TASK DIRECTIONS
Copy the entries from the line with "indicate the snowman's" up to and including the line with "Target: stone building", swapping every "indicate" for "mark" and keeping everything else the same. Leave the pictures out of your answer.

## begin RECORDS SHOWN

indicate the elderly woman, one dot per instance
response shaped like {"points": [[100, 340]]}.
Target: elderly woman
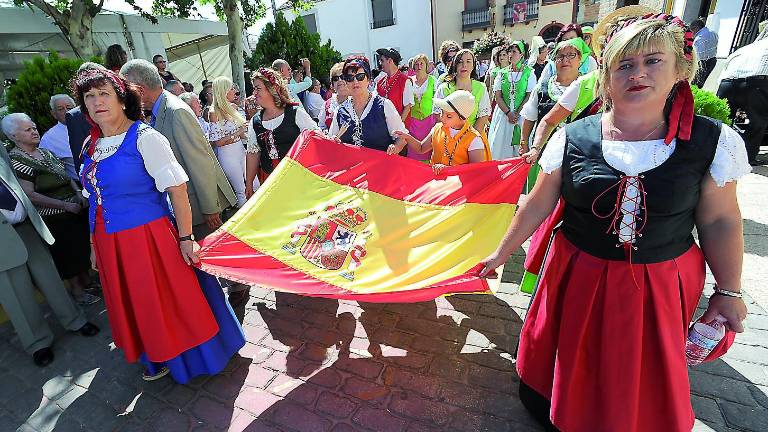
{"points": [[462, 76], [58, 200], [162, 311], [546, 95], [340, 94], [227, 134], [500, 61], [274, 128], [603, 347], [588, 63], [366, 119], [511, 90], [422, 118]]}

## end RECORDS SHOWN
## begin RECORDS SHOWN

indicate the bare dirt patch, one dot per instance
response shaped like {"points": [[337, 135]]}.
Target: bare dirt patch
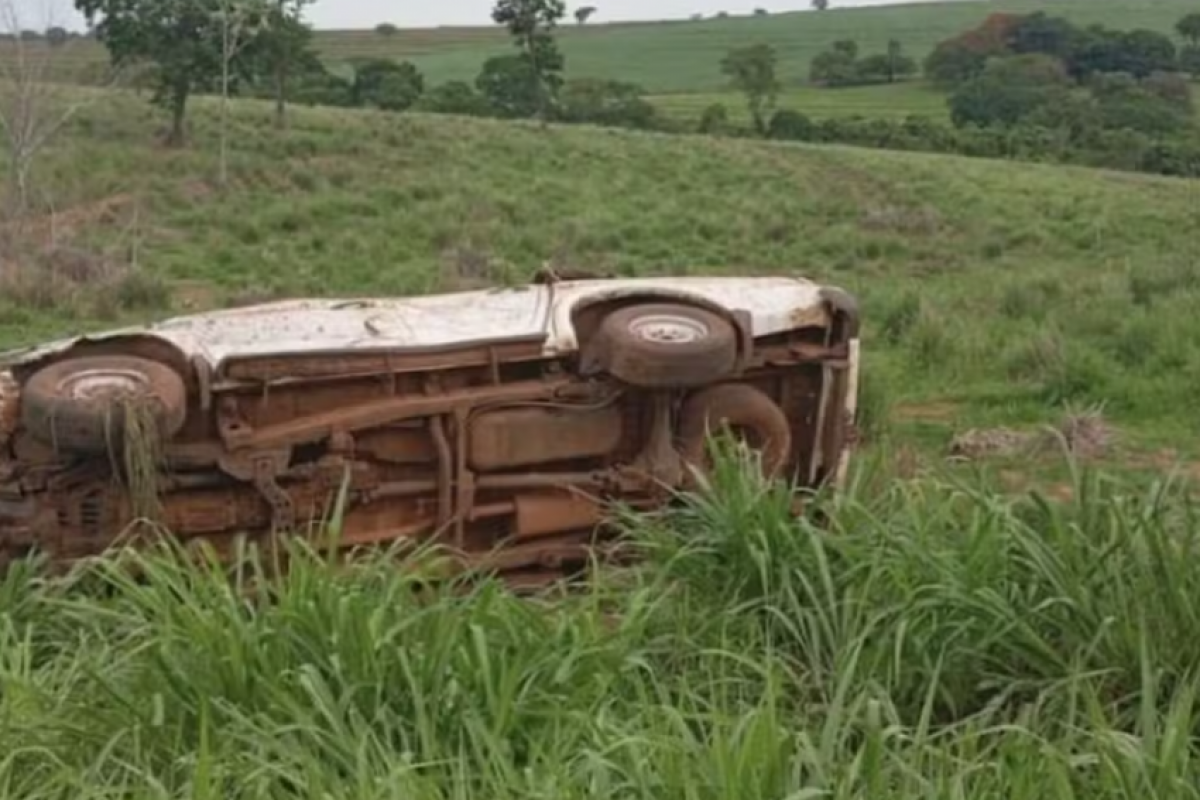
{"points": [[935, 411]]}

## end RECORDS SHOWN
## begin RECORDS SHOWN

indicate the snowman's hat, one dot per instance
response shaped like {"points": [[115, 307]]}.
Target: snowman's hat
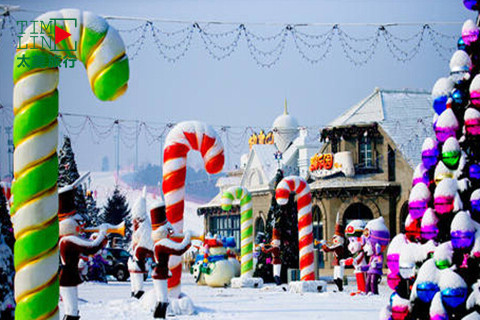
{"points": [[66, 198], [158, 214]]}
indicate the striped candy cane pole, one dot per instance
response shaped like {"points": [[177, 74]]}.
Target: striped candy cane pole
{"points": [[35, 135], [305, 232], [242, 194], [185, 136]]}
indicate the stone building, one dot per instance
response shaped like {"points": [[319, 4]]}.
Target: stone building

## end RECORDS SHOWN

EXERCISE SOLUTION
mark the snowman's hat, one dot per instance
response shaped like {"points": [[115, 307]]}.
Target: snowman's hat
{"points": [[66, 198], [158, 214]]}
mark the striped candy cane pole, one dot per instance
response shaped like {"points": [[177, 74]]}.
Target: striped candy cane pole
{"points": [[35, 135], [305, 232], [242, 194], [185, 136]]}
mark the stone building, one dot per instance
response shaped like {"points": [[319, 4]]}.
Target: stone building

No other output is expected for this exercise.